### SUPPLIED MATERIAL

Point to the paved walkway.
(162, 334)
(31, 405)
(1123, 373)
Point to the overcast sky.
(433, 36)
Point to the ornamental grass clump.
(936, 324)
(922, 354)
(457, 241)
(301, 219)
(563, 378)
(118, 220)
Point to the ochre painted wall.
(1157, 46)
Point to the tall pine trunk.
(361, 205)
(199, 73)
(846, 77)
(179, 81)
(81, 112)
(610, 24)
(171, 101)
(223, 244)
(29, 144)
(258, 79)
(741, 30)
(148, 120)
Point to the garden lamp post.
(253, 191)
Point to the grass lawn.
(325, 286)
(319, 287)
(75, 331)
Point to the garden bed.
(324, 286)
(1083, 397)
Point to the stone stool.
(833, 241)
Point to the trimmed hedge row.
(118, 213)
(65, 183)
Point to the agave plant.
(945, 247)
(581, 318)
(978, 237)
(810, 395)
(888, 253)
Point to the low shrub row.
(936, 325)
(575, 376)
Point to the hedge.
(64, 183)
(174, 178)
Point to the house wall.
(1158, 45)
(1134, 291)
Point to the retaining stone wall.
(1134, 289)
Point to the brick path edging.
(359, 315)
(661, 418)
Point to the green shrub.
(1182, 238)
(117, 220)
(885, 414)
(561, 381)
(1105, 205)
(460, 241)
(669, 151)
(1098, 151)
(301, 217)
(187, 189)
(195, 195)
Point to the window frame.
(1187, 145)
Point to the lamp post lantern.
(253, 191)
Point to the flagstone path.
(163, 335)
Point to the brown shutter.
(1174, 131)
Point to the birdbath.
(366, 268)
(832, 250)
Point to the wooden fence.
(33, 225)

######

DIRECTIONS FOR THIS TASK:
Produce an exact copy of the entries above.

RESULT OF THE TASK:
Point to the paved walkway.
(162, 334)
(31, 405)
(1123, 373)
Point to the overcast sky.
(433, 36)
Point to the ornamental grass clump.
(936, 324)
(922, 354)
(457, 241)
(301, 219)
(563, 378)
(118, 220)
Point to the ochre painted wall.
(1157, 46)
Point to the tall pine trunk.
(361, 205)
(199, 73)
(846, 77)
(179, 81)
(81, 112)
(610, 24)
(171, 101)
(223, 244)
(29, 144)
(258, 79)
(741, 30)
(148, 120)
Point to the garden lamp post.
(253, 191)
Point to the grass lawn.
(325, 286)
(319, 287)
(75, 331)
Point to the garden bed.
(324, 286)
(1083, 397)
Point to the stone stool.
(833, 241)
Point to the trimmed hedge row.
(118, 213)
(65, 183)
Point to the agave plant.
(945, 247)
(581, 318)
(978, 237)
(810, 395)
(888, 253)
Point to the low shrub row.
(936, 325)
(575, 376)
Point to the hedge.
(64, 183)
(174, 178)
Point to the house wall.
(1158, 45)
(1134, 291)
Point to the retaining stone wall.
(1134, 289)
Point to the brick path edging.
(359, 315)
(661, 418)
Point to the green shrub.
(1182, 238)
(117, 220)
(885, 414)
(561, 381)
(1105, 205)
(460, 241)
(669, 151)
(1098, 151)
(301, 217)
(187, 189)
(195, 195)
Point to the window frame.
(1187, 145)
Point to the lamp post lantern.
(253, 191)
Point to the flagstone path.
(163, 335)
Point to the brown shutter.
(1174, 131)
Point to the birdbath.
(366, 268)
(832, 250)
Point to the wooden fence.
(33, 225)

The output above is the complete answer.